## [EXCERPT]

◇ ◇ ◇ ◇

I can’t think of a better inaugural blog post about my small alpaca farm than about our recent shearing day.


Shearing day is the one day each year when alpacas get their thick coats of fiber shorn off.  It was also where we first met our alpacas at their original home.


During my training as an obgyn resident, I had an attending physician (the supervising doctor) who had been breeding and showing alpacas for decades.  At one point, he had over 30 of them.  I love animals so much and got really curious about his alpacas to the point that he invited my husband and me to their shearing day in 2019.


One week before that shearing day, my dad passed away unexpectedly.  He knew we were thinking about owning alpacas because he called them “alfalfas”.


In that same week, though we didn’t know it yet, our first Livestock Guard Dog was born on May 15.

A woman holding a dog inside a car
Bringing home our first Livestock Guard Dog, Radar

a dog laying in a grass
Radar at his new home, 2019

We went to this doctor’s house for shearing day and saw all of his animals (he also has donkeys), had lunch and overall a lovely afternoon.


It’s interesting to look back at the pictures we took on that shearing day, knowing how deeply sad I was after losing my dad, to see what a nice day we had and now how far we’ve come.  I'm sure my dad is laughing.

◇ ◇ ◇ ◇

## [EXCERPTED RECORDS]
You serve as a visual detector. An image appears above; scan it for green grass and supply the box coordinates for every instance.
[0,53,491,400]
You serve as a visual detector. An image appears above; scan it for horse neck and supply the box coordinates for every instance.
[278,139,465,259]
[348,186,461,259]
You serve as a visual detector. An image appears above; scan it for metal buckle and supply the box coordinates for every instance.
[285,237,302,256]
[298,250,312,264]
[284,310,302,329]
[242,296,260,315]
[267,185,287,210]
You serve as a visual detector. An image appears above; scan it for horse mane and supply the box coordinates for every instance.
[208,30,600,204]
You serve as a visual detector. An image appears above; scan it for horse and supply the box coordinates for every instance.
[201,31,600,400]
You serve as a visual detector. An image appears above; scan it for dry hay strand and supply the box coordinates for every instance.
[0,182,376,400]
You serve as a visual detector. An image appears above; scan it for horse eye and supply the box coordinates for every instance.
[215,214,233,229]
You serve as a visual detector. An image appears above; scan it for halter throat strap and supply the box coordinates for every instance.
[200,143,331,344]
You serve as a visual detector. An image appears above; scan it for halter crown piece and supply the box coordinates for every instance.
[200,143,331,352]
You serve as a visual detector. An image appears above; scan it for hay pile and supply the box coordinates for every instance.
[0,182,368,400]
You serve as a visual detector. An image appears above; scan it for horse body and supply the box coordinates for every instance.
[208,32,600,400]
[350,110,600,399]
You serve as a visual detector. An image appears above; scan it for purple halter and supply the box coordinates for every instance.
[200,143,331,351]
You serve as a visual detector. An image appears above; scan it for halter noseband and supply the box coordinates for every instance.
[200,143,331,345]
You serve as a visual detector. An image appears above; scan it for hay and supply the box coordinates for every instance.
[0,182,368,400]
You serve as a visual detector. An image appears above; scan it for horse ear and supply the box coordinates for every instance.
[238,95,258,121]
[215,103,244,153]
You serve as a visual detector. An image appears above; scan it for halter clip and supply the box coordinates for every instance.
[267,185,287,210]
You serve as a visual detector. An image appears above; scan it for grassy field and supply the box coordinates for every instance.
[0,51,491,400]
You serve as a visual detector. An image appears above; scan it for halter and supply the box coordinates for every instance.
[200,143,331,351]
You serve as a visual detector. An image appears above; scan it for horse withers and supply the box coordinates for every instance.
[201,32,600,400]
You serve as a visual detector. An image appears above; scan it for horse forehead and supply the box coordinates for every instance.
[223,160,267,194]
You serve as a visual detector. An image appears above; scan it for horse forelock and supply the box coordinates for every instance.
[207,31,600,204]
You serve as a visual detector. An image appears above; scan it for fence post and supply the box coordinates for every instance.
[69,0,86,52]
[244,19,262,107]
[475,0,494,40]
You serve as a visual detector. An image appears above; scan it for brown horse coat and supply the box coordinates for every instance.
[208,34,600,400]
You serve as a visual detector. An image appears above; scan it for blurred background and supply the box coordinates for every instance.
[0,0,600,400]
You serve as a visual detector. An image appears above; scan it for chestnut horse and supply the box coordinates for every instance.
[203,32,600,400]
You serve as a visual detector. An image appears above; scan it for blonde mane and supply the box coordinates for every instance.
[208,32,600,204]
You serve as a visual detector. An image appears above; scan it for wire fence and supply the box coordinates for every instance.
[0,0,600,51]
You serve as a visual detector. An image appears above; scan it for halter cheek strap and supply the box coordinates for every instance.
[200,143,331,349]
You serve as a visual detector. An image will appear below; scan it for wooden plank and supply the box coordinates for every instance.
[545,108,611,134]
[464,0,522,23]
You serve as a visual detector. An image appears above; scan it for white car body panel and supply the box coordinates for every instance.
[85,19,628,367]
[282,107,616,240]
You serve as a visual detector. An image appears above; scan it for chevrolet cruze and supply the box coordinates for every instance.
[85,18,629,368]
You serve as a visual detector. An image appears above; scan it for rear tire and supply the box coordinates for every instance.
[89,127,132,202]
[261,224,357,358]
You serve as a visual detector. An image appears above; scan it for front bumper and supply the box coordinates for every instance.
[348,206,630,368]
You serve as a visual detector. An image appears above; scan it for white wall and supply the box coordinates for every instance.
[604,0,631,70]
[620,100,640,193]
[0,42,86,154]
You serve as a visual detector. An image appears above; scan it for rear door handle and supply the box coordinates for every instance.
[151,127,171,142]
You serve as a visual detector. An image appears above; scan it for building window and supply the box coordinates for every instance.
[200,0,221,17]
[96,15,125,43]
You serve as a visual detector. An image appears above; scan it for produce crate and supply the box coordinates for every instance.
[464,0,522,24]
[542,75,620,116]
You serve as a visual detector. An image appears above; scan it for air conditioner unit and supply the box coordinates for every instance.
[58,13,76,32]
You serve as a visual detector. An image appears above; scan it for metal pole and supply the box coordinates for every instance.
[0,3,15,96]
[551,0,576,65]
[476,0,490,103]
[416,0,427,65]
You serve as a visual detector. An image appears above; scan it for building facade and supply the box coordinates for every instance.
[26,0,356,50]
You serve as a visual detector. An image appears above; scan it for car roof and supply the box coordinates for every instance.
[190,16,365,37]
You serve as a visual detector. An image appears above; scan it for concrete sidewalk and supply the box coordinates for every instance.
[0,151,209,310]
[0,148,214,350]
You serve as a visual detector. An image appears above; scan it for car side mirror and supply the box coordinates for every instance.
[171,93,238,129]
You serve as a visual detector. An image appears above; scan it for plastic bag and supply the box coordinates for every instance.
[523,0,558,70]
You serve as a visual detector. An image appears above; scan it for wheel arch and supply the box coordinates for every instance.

◇ ◇ ◇ ◇

## [BRIEF 1]
In the alpaca blog post, what did the writer's dad call alpacas?
## [BRIEF 2]
According to the alpaca blog post, how did the writer and her husband come to be invited to the attending physician's shearing day in 2019?
The rows have no connection to the alpaca blog post.

## [ANSWER BOX 1]
He called them "alfalfas."

## [ANSWER BOX 2]
The writer loves animals and became very curious about the alpacas the attending physician had been breeding and showing for decades. Her curiosity grew to the point that he invited her and her husband to his shearing day.